— Document extract —
** Begin **

Wow, what an education. Somewhat easy to understand for someone like me. I'll bookmark and refer to this article. I plan to reread.
 
So is anyone going to add gold to their portfolio?
 
So is anyone going to add gold to their portfolio?

The way I read it, he uses the term "reinflation" and a reinflationary period but never actually says we're heading for "inflation" in the classic sense. ie a lot.

Also, the subtext is that this period should last about 10 yrs. I think we should all be able to hold on. None of it sounded particularly alarmist. Yes, gold might do better than stocks but unless you go fairly big and guess right how much of a difference will it make?

Unless I misread him.....?
 
The “Permanent Portfolio” came to mind when I read the piece (not advocating for or against).
 
Kevink, thanks for the post. I read the link and while I didn't follow completely all the details, I noted the similarities between the period following crash of 29/30 and our own crash of 08/09. I have noted that people who lived through the depression were affected for the rest of their lives and suspect that we will be affected in much the same way. Of course I have been wrong before, could be wrong about this also. :)
 
You've said about 4 different ways that it's interesting in worth a read, but not a single bit of a summary. Could you please provide one?

** End **

— Directive 1 —
In the forum discussion about reinflation and gold, about how long does one commenter say the reinflationary period should last?
— Directive 2 —
Extend the forum discussion about reinflation and gold with the next reply, beginning after its final post.

[Stored records]
** Begin **

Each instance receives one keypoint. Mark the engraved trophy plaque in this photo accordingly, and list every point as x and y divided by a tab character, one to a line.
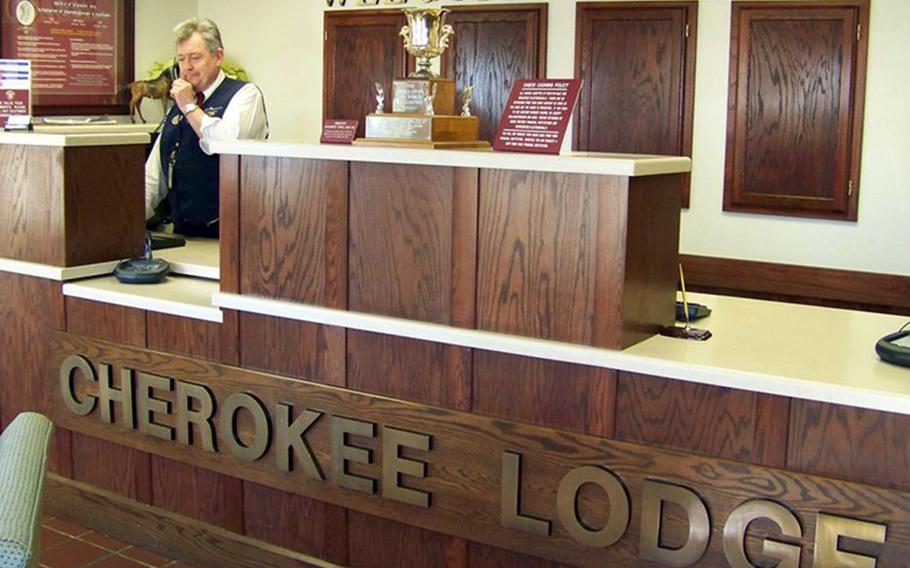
423	104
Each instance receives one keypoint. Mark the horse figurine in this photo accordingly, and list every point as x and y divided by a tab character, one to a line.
157	88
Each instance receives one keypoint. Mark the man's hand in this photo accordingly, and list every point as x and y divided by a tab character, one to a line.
182	93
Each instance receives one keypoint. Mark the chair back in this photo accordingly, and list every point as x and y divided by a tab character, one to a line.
23	462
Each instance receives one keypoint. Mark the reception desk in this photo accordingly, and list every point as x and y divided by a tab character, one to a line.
416	358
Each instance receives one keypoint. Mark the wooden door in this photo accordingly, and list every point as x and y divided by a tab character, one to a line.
493	46
797	74
361	48
637	62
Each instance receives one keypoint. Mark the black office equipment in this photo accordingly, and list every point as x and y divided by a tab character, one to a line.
895	347
686	331
143	270
164	241
696	311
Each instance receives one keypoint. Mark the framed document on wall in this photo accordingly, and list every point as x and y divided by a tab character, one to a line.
81	52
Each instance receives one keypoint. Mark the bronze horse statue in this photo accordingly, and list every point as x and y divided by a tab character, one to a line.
157	88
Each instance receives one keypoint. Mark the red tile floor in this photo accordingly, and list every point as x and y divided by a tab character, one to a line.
65	545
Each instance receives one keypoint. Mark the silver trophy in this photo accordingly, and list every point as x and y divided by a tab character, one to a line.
380	98
426	36
429	98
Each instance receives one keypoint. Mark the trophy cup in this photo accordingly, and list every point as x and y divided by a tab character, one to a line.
423	104
426	36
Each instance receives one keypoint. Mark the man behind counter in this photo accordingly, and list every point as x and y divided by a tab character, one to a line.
208	107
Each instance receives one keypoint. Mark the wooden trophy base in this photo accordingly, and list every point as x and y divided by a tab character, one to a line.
412	130
424	144
409	95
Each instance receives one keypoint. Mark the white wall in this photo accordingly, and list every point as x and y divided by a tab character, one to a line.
280	44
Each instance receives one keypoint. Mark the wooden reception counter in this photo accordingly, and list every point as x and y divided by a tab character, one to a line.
447	359
71	199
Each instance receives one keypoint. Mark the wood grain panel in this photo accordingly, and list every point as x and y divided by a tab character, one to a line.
105	214
651	258
161	531
802	284
549	393
31	187
493	46
850	443
229	223
405	224
361	48
186	336
112	466
548	245
637	61
381	543
297	349
715	421
197	493
465	465
482	556
293	233
106	321
793	122
29	308
295	522
71	206
431	373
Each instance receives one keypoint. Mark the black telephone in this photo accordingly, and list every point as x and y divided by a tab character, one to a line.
143	270
894	348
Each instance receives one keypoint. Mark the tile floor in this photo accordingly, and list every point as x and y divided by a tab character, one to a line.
65	545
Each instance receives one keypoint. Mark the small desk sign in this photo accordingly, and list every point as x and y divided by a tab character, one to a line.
338	131
537	115
15	92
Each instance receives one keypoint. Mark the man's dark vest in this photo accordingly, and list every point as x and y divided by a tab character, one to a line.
193	192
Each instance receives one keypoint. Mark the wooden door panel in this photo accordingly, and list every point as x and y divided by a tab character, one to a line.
637	62
491	49
361	48
794	120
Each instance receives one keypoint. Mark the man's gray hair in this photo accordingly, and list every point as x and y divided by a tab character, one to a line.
206	28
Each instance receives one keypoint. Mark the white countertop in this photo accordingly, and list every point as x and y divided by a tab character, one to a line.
178	296
199	257
74	139
144	128
575	162
806	352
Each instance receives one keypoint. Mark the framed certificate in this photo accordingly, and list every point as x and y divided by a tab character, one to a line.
81	52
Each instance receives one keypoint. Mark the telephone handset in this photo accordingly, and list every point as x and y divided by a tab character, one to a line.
895	347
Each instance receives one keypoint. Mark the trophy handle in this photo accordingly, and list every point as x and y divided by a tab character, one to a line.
447	32
405	33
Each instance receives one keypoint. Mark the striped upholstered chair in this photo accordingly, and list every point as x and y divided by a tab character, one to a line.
23	460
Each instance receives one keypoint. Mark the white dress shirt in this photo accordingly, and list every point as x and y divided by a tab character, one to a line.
244	118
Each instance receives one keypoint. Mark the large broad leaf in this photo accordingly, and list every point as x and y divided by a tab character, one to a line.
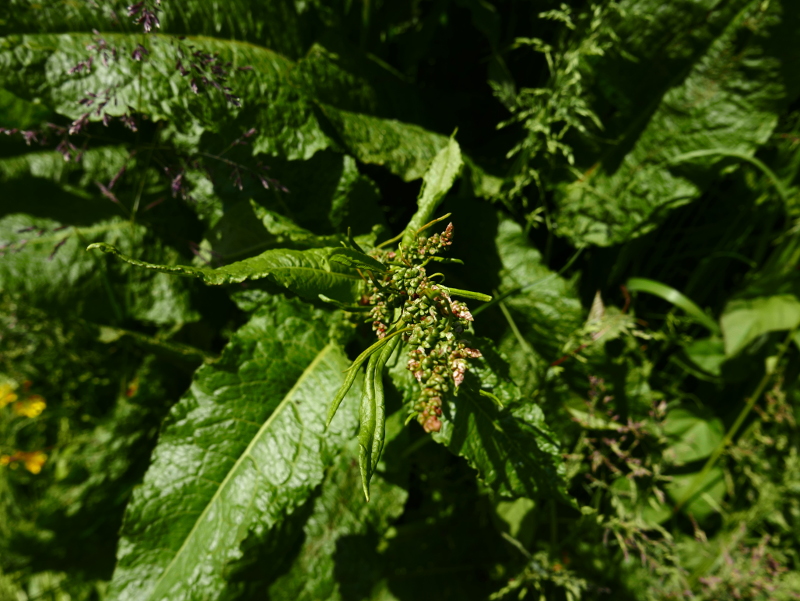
404	149
44	184
342	527
243	448
307	272
726	104
543	306
511	447
37	67
273	24
44	262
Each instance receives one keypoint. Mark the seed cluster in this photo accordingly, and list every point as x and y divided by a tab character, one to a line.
434	322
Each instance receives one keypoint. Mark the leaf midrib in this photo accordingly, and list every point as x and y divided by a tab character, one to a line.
245	454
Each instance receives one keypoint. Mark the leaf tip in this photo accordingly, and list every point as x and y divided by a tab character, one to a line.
101	246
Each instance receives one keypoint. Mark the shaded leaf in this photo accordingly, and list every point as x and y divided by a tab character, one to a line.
744	320
692	437
728	102
306	273
36	66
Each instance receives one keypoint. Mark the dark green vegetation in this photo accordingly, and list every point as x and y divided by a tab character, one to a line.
623	181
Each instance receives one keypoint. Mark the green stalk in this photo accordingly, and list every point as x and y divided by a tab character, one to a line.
731	433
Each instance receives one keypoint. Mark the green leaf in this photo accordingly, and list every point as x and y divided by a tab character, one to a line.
692	436
511	448
544	307
437	181
513	452
372	415
745	319
274	24
328	563
36	66
355	260
243	448
46	264
724	99
708	498
404	149
18	113
306	273
42	183
675	297
707	353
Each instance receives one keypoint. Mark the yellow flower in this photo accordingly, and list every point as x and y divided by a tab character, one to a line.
30	407
32	461
7	395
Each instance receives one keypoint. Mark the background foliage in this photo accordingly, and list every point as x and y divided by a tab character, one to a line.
629	196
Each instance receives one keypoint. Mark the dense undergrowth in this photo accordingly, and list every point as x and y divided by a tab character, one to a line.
586	388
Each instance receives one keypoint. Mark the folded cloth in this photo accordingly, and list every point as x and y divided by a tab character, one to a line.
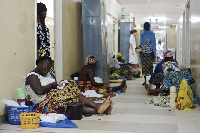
10	102
91	93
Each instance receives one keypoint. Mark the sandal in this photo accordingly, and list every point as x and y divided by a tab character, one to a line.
144	83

** End **

— Final result 1 —
About 10 years.

— Final result 2 —
 
You've said about 4 different ways that it's interesting in worth a read, but not a single bit of a summary. Could you please provide one?
I'm curious too. I only skimmed, but it struck me as a reasonable and insightful analysis of business cycles. I'm less convinced this leads to anything actionable. I'll try a more thourough read later, or maybe we'll get more insights along the way.

-ERD50
 
Thanks for the heads up.

This looks like a continuation of a longer discussion by Dalio and his views on the economy and investing. He wrote a book (h/t NW-Bound, here), the book can be downloaded in PDF without cost directly from his website, here. Although the table of contents says over 400 pages, it’s really about a 30 page analysis and the rest is appendices and data. Highly recommended for anyone who wants some more depth to the LinkedIn post in the OP.
 
You've said about 4 different ways that it's interesting in worth a read, but not a single bit of a summary. Could you please provide one?
Lack of economic growth will lead to zero level interest rates in the US, Euro area and Japan are already there. The sum of outstanding debt, continuing deficits and unfounded liabilities will lead to monetaziton of debt in the US and other developed economies. This will result in currencies losing value. Gold as a portfolio holding will provide substantial real return during that period.
 
... Dalio seems to me to be as good as it gets in providing deeply informed actionable advice. ...
Does he have a multi-year history of accurate predictions and few failed predictions? IOW a complete score card?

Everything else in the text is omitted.